Your objective => Transcribe all the entries that follow, leaving nothing out.

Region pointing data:

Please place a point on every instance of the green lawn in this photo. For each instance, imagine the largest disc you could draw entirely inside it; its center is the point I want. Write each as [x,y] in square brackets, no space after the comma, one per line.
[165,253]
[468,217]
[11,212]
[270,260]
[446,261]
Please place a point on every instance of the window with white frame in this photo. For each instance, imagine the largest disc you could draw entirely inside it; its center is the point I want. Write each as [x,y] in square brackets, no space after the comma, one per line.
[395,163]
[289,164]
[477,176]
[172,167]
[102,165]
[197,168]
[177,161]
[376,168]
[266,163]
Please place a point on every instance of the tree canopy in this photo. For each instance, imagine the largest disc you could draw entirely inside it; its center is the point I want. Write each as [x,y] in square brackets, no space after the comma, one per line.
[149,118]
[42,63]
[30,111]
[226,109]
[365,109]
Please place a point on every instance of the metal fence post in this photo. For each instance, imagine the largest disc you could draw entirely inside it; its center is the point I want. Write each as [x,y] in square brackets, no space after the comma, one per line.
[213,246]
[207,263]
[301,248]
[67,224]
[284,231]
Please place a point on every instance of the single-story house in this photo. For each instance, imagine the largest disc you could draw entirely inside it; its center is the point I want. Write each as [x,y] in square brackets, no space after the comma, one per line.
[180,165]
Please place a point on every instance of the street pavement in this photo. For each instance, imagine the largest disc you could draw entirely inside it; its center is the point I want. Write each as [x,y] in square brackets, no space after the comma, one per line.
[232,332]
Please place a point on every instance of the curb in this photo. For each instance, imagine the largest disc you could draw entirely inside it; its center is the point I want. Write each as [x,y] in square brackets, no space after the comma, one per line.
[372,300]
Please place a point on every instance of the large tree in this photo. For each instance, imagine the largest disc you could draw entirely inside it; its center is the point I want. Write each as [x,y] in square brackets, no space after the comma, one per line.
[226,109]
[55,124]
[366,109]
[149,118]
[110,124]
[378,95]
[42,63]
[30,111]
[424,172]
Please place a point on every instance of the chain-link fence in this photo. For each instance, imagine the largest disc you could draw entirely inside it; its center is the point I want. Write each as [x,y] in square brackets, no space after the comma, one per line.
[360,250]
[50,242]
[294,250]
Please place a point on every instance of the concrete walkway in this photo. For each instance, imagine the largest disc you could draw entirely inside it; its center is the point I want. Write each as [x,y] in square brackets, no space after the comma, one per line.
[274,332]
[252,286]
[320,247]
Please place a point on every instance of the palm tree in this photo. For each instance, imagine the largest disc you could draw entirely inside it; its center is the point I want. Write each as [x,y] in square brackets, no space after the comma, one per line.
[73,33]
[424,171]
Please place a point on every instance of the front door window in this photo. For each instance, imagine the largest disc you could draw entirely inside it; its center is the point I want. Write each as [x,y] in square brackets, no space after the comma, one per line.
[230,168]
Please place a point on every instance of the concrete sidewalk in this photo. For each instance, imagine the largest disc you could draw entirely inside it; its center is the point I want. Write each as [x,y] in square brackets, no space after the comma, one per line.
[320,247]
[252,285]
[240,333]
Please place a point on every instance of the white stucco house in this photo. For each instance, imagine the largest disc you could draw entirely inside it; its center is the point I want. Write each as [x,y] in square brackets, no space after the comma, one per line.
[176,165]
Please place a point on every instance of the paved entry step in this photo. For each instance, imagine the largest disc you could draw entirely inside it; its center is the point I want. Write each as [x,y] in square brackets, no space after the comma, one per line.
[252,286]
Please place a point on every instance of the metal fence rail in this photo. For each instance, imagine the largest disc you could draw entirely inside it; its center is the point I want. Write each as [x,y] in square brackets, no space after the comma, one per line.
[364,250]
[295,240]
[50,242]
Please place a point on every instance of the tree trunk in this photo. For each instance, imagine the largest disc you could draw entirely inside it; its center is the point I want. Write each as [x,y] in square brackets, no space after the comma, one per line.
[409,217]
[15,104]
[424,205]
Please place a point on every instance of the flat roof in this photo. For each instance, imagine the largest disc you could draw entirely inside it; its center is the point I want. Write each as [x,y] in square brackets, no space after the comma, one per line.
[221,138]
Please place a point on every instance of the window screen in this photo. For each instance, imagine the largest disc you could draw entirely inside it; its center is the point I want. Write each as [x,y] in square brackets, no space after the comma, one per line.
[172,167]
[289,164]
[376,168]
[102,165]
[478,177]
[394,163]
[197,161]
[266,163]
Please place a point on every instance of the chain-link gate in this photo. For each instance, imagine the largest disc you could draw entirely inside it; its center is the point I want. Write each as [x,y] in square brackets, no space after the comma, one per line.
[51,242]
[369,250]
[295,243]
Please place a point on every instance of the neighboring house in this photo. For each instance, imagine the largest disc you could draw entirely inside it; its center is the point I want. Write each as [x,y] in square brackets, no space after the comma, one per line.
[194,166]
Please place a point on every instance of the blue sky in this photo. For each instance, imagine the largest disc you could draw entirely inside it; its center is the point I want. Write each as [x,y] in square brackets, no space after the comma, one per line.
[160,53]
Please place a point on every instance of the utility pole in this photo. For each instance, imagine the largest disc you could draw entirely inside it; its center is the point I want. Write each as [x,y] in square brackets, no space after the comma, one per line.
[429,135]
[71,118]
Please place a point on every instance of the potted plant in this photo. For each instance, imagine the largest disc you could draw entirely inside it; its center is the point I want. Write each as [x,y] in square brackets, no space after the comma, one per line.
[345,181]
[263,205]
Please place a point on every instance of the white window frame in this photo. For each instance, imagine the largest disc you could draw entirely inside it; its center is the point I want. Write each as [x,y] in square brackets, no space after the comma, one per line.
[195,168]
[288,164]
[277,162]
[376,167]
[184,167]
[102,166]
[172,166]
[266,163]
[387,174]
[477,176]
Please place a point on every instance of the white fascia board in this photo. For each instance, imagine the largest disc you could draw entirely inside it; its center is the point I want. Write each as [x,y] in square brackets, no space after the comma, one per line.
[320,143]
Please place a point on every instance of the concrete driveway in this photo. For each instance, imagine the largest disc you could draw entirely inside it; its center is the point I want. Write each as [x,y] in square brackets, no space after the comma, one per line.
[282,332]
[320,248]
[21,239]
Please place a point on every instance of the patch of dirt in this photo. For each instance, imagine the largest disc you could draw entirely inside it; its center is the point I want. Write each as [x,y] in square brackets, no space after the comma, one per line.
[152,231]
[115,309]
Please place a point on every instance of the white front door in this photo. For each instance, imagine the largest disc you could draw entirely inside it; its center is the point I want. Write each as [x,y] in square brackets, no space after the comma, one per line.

Task solution =>
Please place a point on every instance of the green lawn in this photo. For each instance, imagine the largest disc you could draw entirely inside it; its center is the point I want. Write each as [x,y] in square brackets, no space after the comma, one per line.
[165,253]
[468,217]
[11,212]
[270,260]
[446,261]
Please place a point on every instance of the window with white frame in this photo. For each instance, imagine the largest disc you could draw entirely inside it; its center is the point I want. Write each as [x,y] in square brackets, no space after the comma, one per line.
[395,163]
[289,164]
[477,176]
[172,167]
[102,165]
[197,168]
[177,161]
[376,168]
[266,163]
Please place a point on every instance of the tree canopy in this photo. For each instance, imagine the largest disc you could draw entirely inside it; its center is the point I want. Write each as [x,y] in square brackets, no space after the comma, one per line.
[149,118]
[42,63]
[30,111]
[226,109]
[365,109]
Please place a point on every instance of the metal fence post in this photo. For each instance, imagine the largest disc you could draw entirely inside it; its center is the point I want. Write each as [x,y] in square brackets, no space after the comma, one per line.
[213,246]
[207,263]
[301,248]
[67,224]
[284,231]
Please place a point on every instance of the single-story house in this photo. For each instance, imagine the largest disc you could draw entirely inside it; its center is the point I want. Write each as [x,y] in square brackets, no space after the comma, one per line.
[180,165]
Please place a point on every instance of the street pavement in this photo. For each instance, imagine the largest disc you could draw entirely inside it; its center is the point I want. Write each as [x,y] in square brackets, no space after the comma, one per line.
[232,332]
Please place a point on every instance of the curb in this photo. For each instance, imagine the largest disc you could draw entirely inside it; its center is the point I want. Write each as [x,y] in square brackets, no space after the comma, one per line.
[372,300]
Please place a point on every instance of the large tree in this photo. For each instance, imagine the largest disc you could draw entirely inside it; its center is the point I want. Write each as [x,y] in square brackets, no space after the comma, one per line.
[226,109]
[55,124]
[366,109]
[149,118]
[110,124]
[378,95]
[42,63]
[30,111]
[424,172]
Please place a point on every instance of the chain-link fence in this photo. For each instance, imagine the largest disc you could draw entirely inside it; its center is the point I want. Write each as [x,y] in square brackets, no space after the comma, one per line.
[360,250]
[50,242]
[294,250]
Please place a point on every instance of the concrete walkway in this photo. For each instance, imagine the largest disc you could draw entirely inside it; its center is the point I want. Write each as [x,y] in square brackets, no space after the comma, one per line.
[274,332]
[252,286]
[320,247]
Please place a point on every instance of the palm tree in this photo. For each instance, imagine the largest disc you could draw entirely inside it; its center is the point I want. Write each as [x,y] in square brackets, no space after the comma, one per line.
[73,33]
[424,171]
Please place a point on every instance of the front door window in this photo. For each instance, imagine the largest disc you could draw entirely inside it; its center is the point I want. Write each as [x,y] in square brackets, no space after the comma, one per line.
[230,168]
Please place a point on every instance of the concrete sidewalk in this photo. For each instance, imagine the largest disc you could draw entirely inside it; its center is the point I want. Write each as [x,y] in square brackets, no space after the comma, one per line.
[320,247]
[252,285]
[240,333]
Please place a point on every instance of the white stucco house in this photo. For each instance, imagine the largest disc you could draw entirely inside it; its center is the point I want. Write each as [x,y] in square brackets, no space after the comma, one per line.
[176,165]
Please place a point on every instance of the paved entry step in this photo. For each instance, imagine the largest disc you could draw entirely inside it; its center is the point I want. Write each as [x,y] in square brackets, no space after the comma, one per line.
[252,286]
Please place a point on every instance of the metal fence rail in this photo. For each instance, imagine the largest disc you could draw entirely inside it; its center is the point I want. Write each as [x,y] in square brackets, no space after the comma, one per line.
[364,250]
[295,240]
[50,242]
Please place a point on every instance of the tree trunk in this photo. For each instance, imagine the largest disc you could draw entirely inside it; its center is the point I want. Write each as [x,y] in square brackets, no space after the comma, one per line.
[409,217]
[15,104]
[424,205]
Please place a point on every instance of the flat roof in this photo. For each instance, imagine the largest disc you could draw entirely inside it; its center is the point I want. Write each as [x,y] in square brackets, no space after the comma, one per line.
[221,138]
Please place a point on every instance of the window screen in this photo. For each instance, imagine the largest disc you could draw entirely inside it; its center is the point I want. Write each as [x,y] in square brackets, no space after the comma, one per line.
[172,167]
[289,164]
[376,168]
[102,165]
[478,177]
[394,163]
[197,161]
[266,163]
Please place a point on every instance of the chain-link gate in this photo. For each instance, imagine the largest disc you could draw entirely inside it; its center is the point I want. Write each as [x,y] in square brackets, no space after the comma, one per line.
[51,242]
[369,250]
[295,243]
Please place a point on every instance of the neighboring house in this photo. For each instance, imagine the largest disc you could draw entirely inside it; its center is the point I want. Write each as [x,y] in square brackets, no space after the comma, one per line.
[194,166]
Please place a point on every instance of the blue sky in this photo. For each instance, imagine the largest disc you could draw entirely inside it; its center is the point I want. Write each as [x,y] in square brackets, no space after the comma, one per line.
[160,53]
Please place a point on every instance of the utility pole in this photo. For each instance, imagine the largest disc you could draw entirely inside it; its center is the point I want. Write each as [x,y] in square brackets, no space after the comma, one per line.
[429,135]
[71,118]
Please place a point on every instance of the potted plant in this photo. For each instance, imagine the largest disc you could draw entirely inside it; its center is the point I want. Write each as [x,y] in square brackets, no space after the comma, one per line.
[345,181]
[263,205]
Please place a point on every instance of the white window frame in this photo. For each instance, imagine the largest disc you could draw entirely inside it; its center is the point I want. Write each as [x,y] in square brackets, no space after the comma, one per line.
[195,168]
[288,164]
[277,162]
[376,167]
[184,167]
[102,166]
[172,166]
[266,163]
[387,174]
[477,176]
Please place a point on every instance of the white fascia board in this photo. For each instance, imagine the largest disc you could draw entirely inside it; its center is the point I want. Write each as [x,y] in square brackets, no space after the comma, one per line.
[320,143]
Please place a point on every instance of the concrete driveway in this photo. For each instance, imagine the largest disc you could draw entirely inside it; its center is the point I want. Write each as [x,y] in square brackets, no space after the comma, one per line.
[282,332]
[320,248]
[21,239]
Please place a point on every instance of the patch of dirt in this photo. For each instance, imagine the largest disc you could draw entirely inside it; its center is the point I want. Write each as [x,y] in square brackets, no space after the comma, one per line.
[152,231]
[115,309]
Please place a point on every instance of the white front door in this photo. For each instance, imagine the largest disc you could draw entirely inside it; its center is the point I want. Write each as [x,y] in square brackets, no space after the comma, one per line.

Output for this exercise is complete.